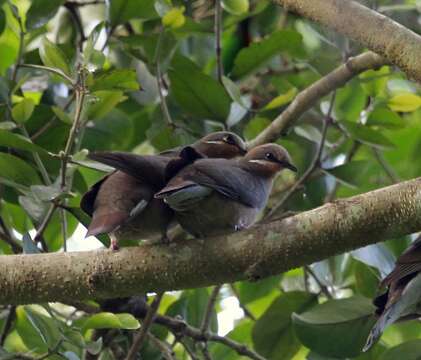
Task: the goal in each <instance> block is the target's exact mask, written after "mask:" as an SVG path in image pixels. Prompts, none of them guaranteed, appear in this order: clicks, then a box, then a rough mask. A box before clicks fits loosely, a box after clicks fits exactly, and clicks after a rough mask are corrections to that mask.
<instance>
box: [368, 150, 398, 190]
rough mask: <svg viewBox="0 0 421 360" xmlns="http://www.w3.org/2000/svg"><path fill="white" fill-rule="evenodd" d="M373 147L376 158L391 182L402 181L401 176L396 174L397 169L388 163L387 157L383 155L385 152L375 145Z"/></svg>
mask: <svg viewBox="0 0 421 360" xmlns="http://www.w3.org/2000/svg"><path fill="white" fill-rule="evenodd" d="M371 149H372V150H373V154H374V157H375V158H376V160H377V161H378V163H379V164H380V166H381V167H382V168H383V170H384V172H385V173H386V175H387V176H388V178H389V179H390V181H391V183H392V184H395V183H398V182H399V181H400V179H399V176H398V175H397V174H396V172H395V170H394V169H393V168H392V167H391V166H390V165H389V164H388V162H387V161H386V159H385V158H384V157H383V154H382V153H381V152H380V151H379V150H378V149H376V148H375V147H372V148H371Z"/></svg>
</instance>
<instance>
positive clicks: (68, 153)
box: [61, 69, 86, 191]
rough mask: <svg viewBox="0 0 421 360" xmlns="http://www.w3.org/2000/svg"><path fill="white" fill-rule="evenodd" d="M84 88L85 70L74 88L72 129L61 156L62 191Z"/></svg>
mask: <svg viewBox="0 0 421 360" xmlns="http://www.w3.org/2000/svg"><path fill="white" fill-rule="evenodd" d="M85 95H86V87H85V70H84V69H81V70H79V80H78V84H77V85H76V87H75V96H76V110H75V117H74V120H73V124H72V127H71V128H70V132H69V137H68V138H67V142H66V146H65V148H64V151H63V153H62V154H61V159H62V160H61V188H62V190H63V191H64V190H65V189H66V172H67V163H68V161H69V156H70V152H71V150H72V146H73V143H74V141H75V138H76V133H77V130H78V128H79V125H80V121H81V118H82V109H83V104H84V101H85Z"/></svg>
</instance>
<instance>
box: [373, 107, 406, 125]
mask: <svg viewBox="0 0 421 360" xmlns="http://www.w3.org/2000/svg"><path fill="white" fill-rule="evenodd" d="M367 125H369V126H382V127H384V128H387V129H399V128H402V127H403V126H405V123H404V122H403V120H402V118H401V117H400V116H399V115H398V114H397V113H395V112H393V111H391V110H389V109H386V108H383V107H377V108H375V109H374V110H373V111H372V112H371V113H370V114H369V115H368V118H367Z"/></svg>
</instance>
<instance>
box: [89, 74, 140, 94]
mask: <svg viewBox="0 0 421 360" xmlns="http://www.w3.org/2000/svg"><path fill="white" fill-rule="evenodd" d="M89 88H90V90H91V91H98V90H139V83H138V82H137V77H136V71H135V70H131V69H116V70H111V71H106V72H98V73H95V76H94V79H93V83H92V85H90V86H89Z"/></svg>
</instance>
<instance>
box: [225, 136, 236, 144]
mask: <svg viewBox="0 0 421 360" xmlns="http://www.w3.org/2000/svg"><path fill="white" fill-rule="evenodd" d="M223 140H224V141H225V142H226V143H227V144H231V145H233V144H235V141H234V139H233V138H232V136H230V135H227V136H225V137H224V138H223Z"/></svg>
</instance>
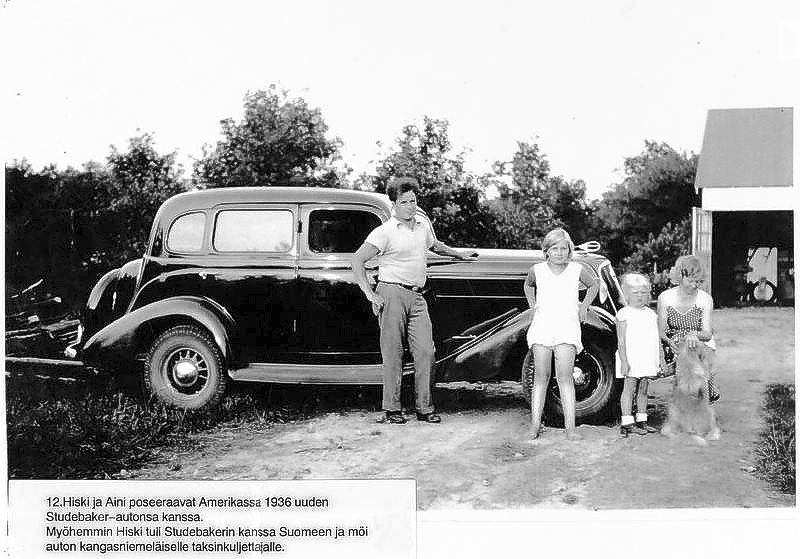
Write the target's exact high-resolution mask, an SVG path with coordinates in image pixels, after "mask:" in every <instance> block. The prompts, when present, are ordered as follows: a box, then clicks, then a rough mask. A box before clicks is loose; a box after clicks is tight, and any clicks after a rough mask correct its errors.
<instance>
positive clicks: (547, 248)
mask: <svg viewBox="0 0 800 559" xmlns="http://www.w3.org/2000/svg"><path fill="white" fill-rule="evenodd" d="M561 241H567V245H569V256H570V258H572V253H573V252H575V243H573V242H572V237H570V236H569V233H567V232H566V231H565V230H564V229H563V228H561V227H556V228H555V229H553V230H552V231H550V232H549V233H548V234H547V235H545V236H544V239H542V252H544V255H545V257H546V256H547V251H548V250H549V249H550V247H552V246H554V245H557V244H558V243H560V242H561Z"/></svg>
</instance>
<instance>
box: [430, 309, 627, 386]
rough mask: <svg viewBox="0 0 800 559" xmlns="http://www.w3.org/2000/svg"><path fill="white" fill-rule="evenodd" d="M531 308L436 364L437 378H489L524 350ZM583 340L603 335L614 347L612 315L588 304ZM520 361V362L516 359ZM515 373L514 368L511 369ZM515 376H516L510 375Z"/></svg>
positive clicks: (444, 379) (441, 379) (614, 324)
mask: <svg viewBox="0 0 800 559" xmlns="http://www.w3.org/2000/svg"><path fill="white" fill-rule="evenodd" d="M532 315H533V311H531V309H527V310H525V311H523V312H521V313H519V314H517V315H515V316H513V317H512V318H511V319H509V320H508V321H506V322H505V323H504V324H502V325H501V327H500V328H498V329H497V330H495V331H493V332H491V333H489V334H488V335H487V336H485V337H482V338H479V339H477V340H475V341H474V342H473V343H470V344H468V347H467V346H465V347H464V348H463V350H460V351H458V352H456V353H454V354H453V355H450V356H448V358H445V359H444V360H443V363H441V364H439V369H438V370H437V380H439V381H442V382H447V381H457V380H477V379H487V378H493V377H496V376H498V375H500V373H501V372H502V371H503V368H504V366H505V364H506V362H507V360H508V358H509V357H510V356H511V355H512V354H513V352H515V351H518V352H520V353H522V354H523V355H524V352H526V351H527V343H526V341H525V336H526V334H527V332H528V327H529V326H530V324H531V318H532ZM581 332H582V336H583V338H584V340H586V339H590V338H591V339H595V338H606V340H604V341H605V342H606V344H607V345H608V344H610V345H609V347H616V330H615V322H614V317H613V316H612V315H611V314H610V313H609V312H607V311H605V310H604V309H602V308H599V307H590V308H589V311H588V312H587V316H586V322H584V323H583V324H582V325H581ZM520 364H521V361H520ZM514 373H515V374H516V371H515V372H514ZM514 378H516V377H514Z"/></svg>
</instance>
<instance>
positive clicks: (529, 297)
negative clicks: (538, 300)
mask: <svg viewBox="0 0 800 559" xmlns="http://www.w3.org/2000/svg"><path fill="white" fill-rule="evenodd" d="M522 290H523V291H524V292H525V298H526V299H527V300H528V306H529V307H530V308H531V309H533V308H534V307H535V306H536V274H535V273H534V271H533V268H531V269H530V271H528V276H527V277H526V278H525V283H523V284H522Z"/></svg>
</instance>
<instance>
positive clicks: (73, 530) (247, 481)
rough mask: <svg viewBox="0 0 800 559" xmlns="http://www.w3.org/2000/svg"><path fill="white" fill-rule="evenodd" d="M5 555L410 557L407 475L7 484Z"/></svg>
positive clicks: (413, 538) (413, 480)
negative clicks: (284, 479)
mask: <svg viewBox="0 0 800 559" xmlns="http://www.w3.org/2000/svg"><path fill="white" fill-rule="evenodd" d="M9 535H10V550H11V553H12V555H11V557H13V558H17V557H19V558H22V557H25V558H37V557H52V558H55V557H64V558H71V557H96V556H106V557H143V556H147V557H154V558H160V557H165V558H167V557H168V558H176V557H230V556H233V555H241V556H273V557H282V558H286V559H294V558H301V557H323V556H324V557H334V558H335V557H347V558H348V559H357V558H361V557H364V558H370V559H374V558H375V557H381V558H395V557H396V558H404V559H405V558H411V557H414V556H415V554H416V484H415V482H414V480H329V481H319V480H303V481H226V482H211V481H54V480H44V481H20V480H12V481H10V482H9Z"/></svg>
┄┄┄┄┄┄
None of the pictures should appear; repeat the records exactly otherwise.

Exercise response:
Task: the goal in each <instance> block is the target's exact mask, written after "mask:" as an SVG path in image pixels. Prompts, none of them guaranteed, appear in this order: clicks, then a box, then a rough mask. A box before clicks fits loosely, a box after clicks fits exactly, and clicks after a rough mask are corrections to that mask.
<instance>
box: [368, 150, 398, 190]
rough mask: <svg viewBox="0 0 421 360" xmlns="http://www.w3.org/2000/svg"><path fill="white" fill-rule="evenodd" d="M373 147L376 158L391 182L402 181L401 176L396 174L397 169L388 163L387 157L383 155L385 152L375 145Z"/></svg>
mask: <svg viewBox="0 0 421 360" xmlns="http://www.w3.org/2000/svg"><path fill="white" fill-rule="evenodd" d="M371 149H372V150H373V154H374V157H375V158H376V160H377V161H378V163H379V164H380V166H381V167H382V168H383V170H384V172H385V173H386V175H387V176H388V178H389V179H390V181H391V183H392V184H395V183H398V182H399V181H400V179H399V176H398V175H397V174H396V172H395V170H394V169H393V168H392V167H391V166H390V165H389V164H388V162H387V161H386V159H385V158H384V157H383V154H382V153H381V152H380V151H379V150H378V149H376V148H375V147H372V148H371Z"/></svg>
</instance>
<instance>
positive clicks: (68, 153)
box: [61, 69, 86, 191]
rough mask: <svg viewBox="0 0 421 360" xmlns="http://www.w3.org/2000/svg"><path fill="white" fill-rule="evenodd" d="M84 88L85 70L74 88L72 129L61 156L62 191Z"/></svg>
mask: <svg viewBox="0 0 421 360" xmlns="http://www.w3.org/2000/svg"><path fill="white" fill-rule="evenodd" d="M85 95H86V87H85V70H84V69H81V70H79V80H78V84H77V85H76V87H75V96H76V110H75V117H74V120H73V124H72V127H71V128H70V132H69V137H68V138H67V142H66V146H65V148H64V151H63V153H62V154H61V159H62V160H61V188H62V190H63V191H64V190H65V189H66V172H67V163H68V161H69V156H70V152H71V150H72V146H73V143H74V141H75V138H76V133H77V130H78V128H79V125H80V121H81V118H82V109H83V104H84V101H85Z"/></svg>
</instance>
<instance>
box: [373, 107, 406, 125]
mask: <svg viewBox="0 0 421 360" xmlns="http://www.w3.org/2000/svg"><path fill="white" fill-rule="evenodd" d="M367 125H369V126H382V127H384V128H387V129H399V128H402V127H403V126H405V123H404V122H403V120H402V118H401V117H400V116H399V115H398V114H397V113H395V112H393V111H391V110H389V109H386V108H383V107H377V108H375V109H374V110H373V111H372V112H371V113H370V114H369V115H368V118H367Z"/></svg>
</instance>
<instance>
box: [89, 74, 140, 94]
mask: <svg viewBox="0 0 421 360" xmlns="http://www.w3.org/2000/svg"><path fill="white" fill-rule="evenodd" d="M89 88H90V90H91V91H98V90H139V83H138V82H137V77H136V71H135V70H131V69H116V70H111V71H106V72H98V73H95V76H94V79H93V83H92V85H90V86H89Z"/></svg>
</instance>
<instance>
box: [225, 136, 236, 144]
mask: <svg viewBox="0 0 421 360" xmlns="http://www.w3.org/2000/svg"><path fill="white" fill-rule="evenodd" d="M223 140H224V141H225V142H226V143H227V144H231V145H233V144H235V141H234V139H233V138H232V136H230V135H227V136H225V137H224V138H223Z"/></svg>
</instance>
Write the target's exact high-resolution mask, an SVG path with coordinates in image pixels, after "mask:" in every <instance> block. The prompts, when present, are ordered as follows: a box, then clicks, then a rough mask. A box before clicks is loose; a box after clicks is tight, and any clicks after a rough mask correct its errors.
<instance>
positive clicks: (547, 248)
mask: <svg viewBox="0 0 800 559" xmlns="http://www.w3.org/2000/svg"><path fill="white" fill-rule="evenodd" d="M561 241H567V245H569V256H570V258H572V253H573V252H575V243H573V242H572V237H570V236H569V233H567V232H566V231H565V230H564V229H563V228H561V227H556V228H555V229H553V230H552V231H550V232H549V233H548V234H547V235H545V236H544V239H542V252H544V255H545V257H546V256H547V251H548V250H549V249H550V247H552V246H554V245H557V244H558V243H560V242H561Z"/></svg>
</instance>
<instance>
box: [430, 309, 627, 386]
rough mask: <svg viewBox="0 0 800 559" xmlns="http://www.w3.org/2000/svg"><path fill="white" fill-rule="evenodd" d="M531 308L436 364L437 378H489L524 350ZM583 340L603 335L614 347L612 315L588 304ZM520 361V362L516 359ZM515 373L514 368L511 369ZM515 376H516L510 375Z"/></svg>
positive clicks: (444, 379) (441, 379) (614, 324)
mask: <svg viewBox="0 0 800 559" xmlns="http://www.w3.org/2000/svg"><path fill="white" fill-rule="evenodd" d="M532 315H533V311H531V309H527V310H525V311H523V312H521V313H519V314H517V315H515V316H513V317H512V318H511V319H509V320H508V321H506V322H505V323H504V324H502V325H501V327H500V328H498V329H497V330H495V331H493V332H491V333H489V334H488V335H487V336H485V337H482V338H479V339H477V340H475V341H474V342H473V343H470V344H468V347H467V346H465V347H464V348H463V350H460V351H458V352H456V353H454V354H453V355H450V356H448V358H445V359H444V360H443V363H441V364H439V369H438V370H437V380H439V381H442V382H447V381H457V380H477V379H487V378H493V377H496V376H498V375H500V373H501V372H502V371H503V368H504V366H505V364H506V362H507V360H508V358H509V357H510V356H511V355H512V354H513V352H515V351H518V352H520V353H522V354H523V355H524V352H526V351H527V343H526V341H525V336H526V334H527V332H528V327H529V326H530V324H531V318H532ZM581 332H582V336H583V338H584V340H586V339H590V338H591V339H595V338H606V340H604V341H605V342H606V344H607V345H608V344H610V345H609V347H616V330H615V322H614V317H613V316H612V315H611V314H610V313H609V312H607V311H605V310H604V309H602V308H599V307H590V308H589V311H588V312H587V316H586V322H584V323H583V324H582V325H581ZM520 364H521V361H520ZM514 373H515V374H516V371H515V372H514ZM514 378H516V377H514Z"/></svg>
</instance>
<instance>
positive clicks: (529, 297)
negative clicks: (538, 300)
mask: <svg viewBox="0 0 800 559" xmlns="http://www.w3.org/2000/svg"><path fill="white" fill-rule="evenodd" d="M522 290H523V291H524V292H525V298H526V299H527V300H528V306H529V307H530V308H531V309H533V308H534V307H535V306H536V274H535V273H534V271H533V268H531V269H530V271H528V276H527V277H526V278H525V283H523V284H522Z"/></svg>
</instance>
<instance>
positive clicks: (73, 530) (247, 481)
rough mask: <svg viewBox="0 0 800 559" xmlns="http://www.w3.org/2000/svg"><path fill="white" fill-rule="evenodd" d="M5 555L410 557L407 475L7 484Z"/></svg>
positive clicks: (413, 538) (413, 480)
negative clicks: (284, 479)
mask: <svg viewBox="0 0 800 559" xmlns="http://www.w3.org/2000/svg"><path fill="white" fill-rule="evenodd" d="M9 535H10V550H11V553H12V555H11V557H13V558H17V557H19V558H22V557H25V558H37V557H52V558H55V557H64V558H71V557H96V556H106V557H143V556H147V557H154V558H160V557H165V558H167V557H168V558H176V557H230V556H233V555H241V556H273V557H282V558H286V559H294V558H301V557H323V556H324V557H334V558H335V557H347V558H348V559H357V558H361V557H364V558H370V559H374V558H375V557H381V558H395V557H396V558H404V559H405V558H411V557H414V556H415V554H416V484H415V482H414V480H329V481H319V480H303V481H226V482H211V481H54V480H44V481H20V480H12V481H10V482H9Z"/></svg>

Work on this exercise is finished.